• **TEXTAUSZUG**
● ● ● ● ●
“Hergestellt in Äthiopien”: Wie wir zu einer nachhaltigen Modeproduktion in dem ostafrikanischen Land beitragen

Jeder hat es schon einmal gerochen: neue Kleidung mit chemischem Geruch. Zwar kann man nicht riechen, ob die verwendeten chemischen Rohstoffe gesundheitsschädlich sind – sicher ist jedoch: Die Bekleidungsindustrie und ihr Einsatz von Chemikalien, Wasser und Energie hat enorme Auswirkungen auf die Umwelt und die menschliche Gesundheit. In Äthiopien – einem der jüngsten Produktionsländer – schulen wir Fabrikmanager*innen darin, Kleidung nachhaltiger zu produzieren.

 

“Von der Verwendung von LED-Lampen bis hin zum internen Einkauf und dem Verbot schädlicher Chemikalien: Eine Bekleidungsfabrik kann eine Menge tun, um sauberer zu produzieren”, sagt Kalayu Gebru. Kalayu ist Projektleiter für das Bottom-Up-Projektin Äthiopien und Experte für nachhaltige Bekleidungsproduktion.

Wichtiges Know-How: Wie produziert man saubere Kleidung?

“Wir haben festgestellt, dass bei den Betriebsleiter*innen eine große Wissenslücke in Bezug auf Nachhaltigkeit herrscht. Deshalb bieten wir mehrtägige Schulungskurse mit verschiedenen Modulen an. Das erste Modul befasst sich mit lokalen und internationalen Umweltvorschriften. Andere Module befassen sich zum Beispiel mit dem Wasserverbrauch und der Abfallwirtschaft.”
● ● ● ● ●
Einträge aus einem Datensatz zur Punktmarkierung
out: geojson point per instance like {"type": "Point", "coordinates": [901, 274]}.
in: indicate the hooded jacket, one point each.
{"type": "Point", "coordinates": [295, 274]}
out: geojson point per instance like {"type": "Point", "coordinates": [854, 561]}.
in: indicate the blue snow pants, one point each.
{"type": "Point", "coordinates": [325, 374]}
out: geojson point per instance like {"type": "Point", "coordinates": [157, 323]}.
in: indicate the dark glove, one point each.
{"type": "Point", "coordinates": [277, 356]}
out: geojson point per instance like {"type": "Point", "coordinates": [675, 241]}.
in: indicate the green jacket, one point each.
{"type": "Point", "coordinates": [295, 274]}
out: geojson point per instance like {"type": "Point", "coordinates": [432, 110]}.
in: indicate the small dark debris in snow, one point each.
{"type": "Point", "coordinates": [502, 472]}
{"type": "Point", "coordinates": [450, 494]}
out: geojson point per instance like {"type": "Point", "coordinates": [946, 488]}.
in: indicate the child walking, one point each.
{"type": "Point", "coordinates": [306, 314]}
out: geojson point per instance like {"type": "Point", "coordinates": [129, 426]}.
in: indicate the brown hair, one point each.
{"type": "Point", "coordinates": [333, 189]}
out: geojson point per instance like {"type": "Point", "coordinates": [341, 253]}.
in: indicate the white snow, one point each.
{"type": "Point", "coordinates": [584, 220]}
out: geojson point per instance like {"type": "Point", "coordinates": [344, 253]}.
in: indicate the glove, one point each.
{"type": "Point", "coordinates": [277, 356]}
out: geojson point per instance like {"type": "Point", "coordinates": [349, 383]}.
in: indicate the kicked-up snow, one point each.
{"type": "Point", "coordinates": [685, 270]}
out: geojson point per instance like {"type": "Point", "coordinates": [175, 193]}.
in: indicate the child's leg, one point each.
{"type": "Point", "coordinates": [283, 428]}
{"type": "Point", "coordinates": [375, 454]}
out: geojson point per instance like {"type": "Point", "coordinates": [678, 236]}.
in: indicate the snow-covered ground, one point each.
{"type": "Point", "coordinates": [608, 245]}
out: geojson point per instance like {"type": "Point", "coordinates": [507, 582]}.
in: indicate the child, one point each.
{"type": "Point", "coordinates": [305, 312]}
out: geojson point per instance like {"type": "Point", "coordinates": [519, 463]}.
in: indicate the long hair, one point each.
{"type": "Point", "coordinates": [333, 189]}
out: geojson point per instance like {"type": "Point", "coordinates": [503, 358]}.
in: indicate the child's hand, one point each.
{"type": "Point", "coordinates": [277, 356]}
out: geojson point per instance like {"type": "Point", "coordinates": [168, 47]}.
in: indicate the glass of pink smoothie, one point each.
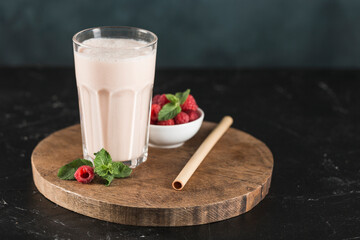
{"type": "Point", "coordinates": [115, 68]}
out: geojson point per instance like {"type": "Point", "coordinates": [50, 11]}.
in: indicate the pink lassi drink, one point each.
{"type": "Point", "coordinates": [115, 69]}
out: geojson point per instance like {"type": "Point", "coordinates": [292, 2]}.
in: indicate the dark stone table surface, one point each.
{"type": "Point", "coordinates": [308, 118]}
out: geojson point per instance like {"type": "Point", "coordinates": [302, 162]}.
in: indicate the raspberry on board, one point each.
{"type": "Point", "coordinates": [181, 118]}
{"type": "Point", "coordinates": [84, 174]}
{"type": "Point", "coordinates": [155, 109]}
{"type": "Point", "coordinates": [189, 104]}
{"type": "Point", "coordinates": [167, 122]}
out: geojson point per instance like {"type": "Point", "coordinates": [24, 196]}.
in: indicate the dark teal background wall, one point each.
{"type": "Point", "coordinates": [192, 33]}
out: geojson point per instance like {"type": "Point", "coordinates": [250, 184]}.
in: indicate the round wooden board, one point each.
{"type": "Point", "coordinates": [232, 179]}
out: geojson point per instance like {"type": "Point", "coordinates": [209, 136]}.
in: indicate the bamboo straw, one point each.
{"type": "Point", "coordinates": [201, 153]}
● ● ● ● ●
• **AUFGABEN**
a) Gib einen Abschnitt aus dem Text über nachhaltige Mode in Äthiopien wörtlich wieder. Beginne bei den Worten „Jeder hat es“ und höre nach „man saubere Kleidung?“ auf.
b) Wähle aus den Einträgen jede Zeile aus, in der das Wort „glove“ vorkommt, und schreibe sie unverändert ab.

• **DIE ERGEBNISSE**
a)
Jeder hat es schon einmal gerochen: neue Kleidung mit chemischem Geruch. Zwar kann man nicht riechen, ob die verwendeten chemischen Rohstoffe gesundheitsschädlich sind – sicher ist jedoch: Die Bekleidungsindustrie und ihr Einsatz von Chemikalien, Wasser und Energie hat enorme Auswirkungen auf die Umwelt und die menschliche Gesundheit. In Äthiopien – einem der jüngsten Produktionsländer – schulen wir Fabrikmanager*innen darin, Kleidung nachhaltiger zu produzieren.

 

“Von der Verwendung von LED-Lampen bis hin zum internen Einkauf und dem Verbot schädlicher Chemikalien: Eine Bekleidungsfabrik kann eine Menge tun, um sauberer zu produzieren”, sagt Kalayu Gebru. Kalayu ist Projektleiter für das Bottom-Up-Projektin Äthiopien und Experte für nachhaltige Bekleidungsproduktion.

Wichtiges Know-How: Wie produziert man saubere Kleidung?

b)
in: indicate the dark glove, one point each.
in: indicate the glove, one point each.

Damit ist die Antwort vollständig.